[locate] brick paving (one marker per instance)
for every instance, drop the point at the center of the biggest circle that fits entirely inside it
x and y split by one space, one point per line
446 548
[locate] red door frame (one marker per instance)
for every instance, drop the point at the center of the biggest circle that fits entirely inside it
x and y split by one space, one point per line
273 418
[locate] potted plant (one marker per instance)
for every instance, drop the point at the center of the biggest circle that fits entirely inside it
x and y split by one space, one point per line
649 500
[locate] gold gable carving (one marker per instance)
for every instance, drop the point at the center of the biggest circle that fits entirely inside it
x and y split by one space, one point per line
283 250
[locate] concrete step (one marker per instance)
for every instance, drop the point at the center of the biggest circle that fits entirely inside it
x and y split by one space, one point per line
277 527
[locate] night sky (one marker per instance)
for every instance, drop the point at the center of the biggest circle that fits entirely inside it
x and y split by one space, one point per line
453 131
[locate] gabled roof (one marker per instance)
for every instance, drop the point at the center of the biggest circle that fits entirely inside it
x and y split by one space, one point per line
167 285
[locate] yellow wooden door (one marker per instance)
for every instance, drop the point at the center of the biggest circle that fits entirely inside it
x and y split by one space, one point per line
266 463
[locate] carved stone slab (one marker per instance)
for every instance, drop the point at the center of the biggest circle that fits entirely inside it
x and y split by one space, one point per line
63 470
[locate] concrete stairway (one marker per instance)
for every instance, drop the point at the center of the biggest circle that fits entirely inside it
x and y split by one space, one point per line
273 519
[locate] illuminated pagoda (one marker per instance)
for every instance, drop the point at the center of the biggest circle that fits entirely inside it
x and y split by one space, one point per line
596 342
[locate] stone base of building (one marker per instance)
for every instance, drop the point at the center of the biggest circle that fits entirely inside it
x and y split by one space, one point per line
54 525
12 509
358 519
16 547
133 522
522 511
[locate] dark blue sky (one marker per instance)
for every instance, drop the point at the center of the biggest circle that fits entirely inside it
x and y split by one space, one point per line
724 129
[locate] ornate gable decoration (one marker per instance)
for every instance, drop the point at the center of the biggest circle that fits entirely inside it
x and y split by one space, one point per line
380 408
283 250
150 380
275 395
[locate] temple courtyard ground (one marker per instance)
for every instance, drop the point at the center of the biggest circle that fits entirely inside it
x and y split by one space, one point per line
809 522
########
## Exercise directions
Each entry above should be retyped exactly, with nothing missed.

## Written reply
[locate] brick paving (one marker per instance)
for every instance, drop the point at the center of the biggest circle that fits entirely inside it
x and y split by one space, one point per line
446 548
[locate] red door frame (one marker per instance)
for every instance, drop the point at the center of the biggest circle that fits entirely inside it
x and y split by one space, one point per line
273 418
[locate] potted plant (one marker per instance)
for every instance, drop the point at the center of the biggest circle that fits entirely inside it
x and y split by one space, one point per line
649 500
[locate] gold gable carving (one marker per instance)
for every instance, drop the point at the center of the biggest circle that fits entirely inside it
x and y split by one space, one point per line
283 250
[locate] concrete step (one marker per instance)
for every instance, drop the point at the center of the biggest circle that fits entirely inside it
x and y split by one space, one point per line
277 527
[locate] night sky (one marker per instance)
for every instance, drop the point at the center of the biggest circle that fits entirely inside it
x and y split by one space, one point per line
453 131
[locate] gabled roof (one marker per instance)
for every instance, drop the point at the center of the biggest circle that fits entirely inside it
x and y split by one space, one point per line
167 285
[locate] yellow wooden door (one marker per instance)
for every instance, drop the point at the center of the biggest circle that fits entirely inside it
x and y split by one space, one point per line
266 463
[locate] carved stone slab (one marker per instance)
for every instance, drop the point at the center of the biggest circle that fits entirely inside it
x and y split by one space, one point per line
63 470
[locate] concrete stairway (one marker per instance)
for every instance, drop the point at the center of the biggest circle that fits entirely inside it
x and y split by one space, one point per line
273 519
[locate] illuminated pagoda (one marker per instance)
for every instance, drop the point at the center of the biggest circle that fits entirely inside it
x and y split by one space, one point per line
596 342
[locate] stone base of building (one marker per instance)
for every instance, drop the point at the center of the biggest circle that fits entirely inside it
x and y split by one space, one point per line
54 525
12 509
358 519
16 547
133 522
522 511
[locate] dark blue sky (one marker per instance)
for every instance, drop the point at the center of the biggest circle that fits entirely inside it
x and y split by one space, one point per line
724 129
[locate] ornate gable decoration (one marker per instance)
for every instance, drop the point at the center of the biggest circle that fits entirely inside it
x and y split by one space, one point per line
380 408
283 250
150 380
275 395
[locate] temple courtyard ground (one marker per instance)
for every instance, drop the point at the center of the biggest circle that fits entirely inside it
x and y split by one space, one point per line
809 522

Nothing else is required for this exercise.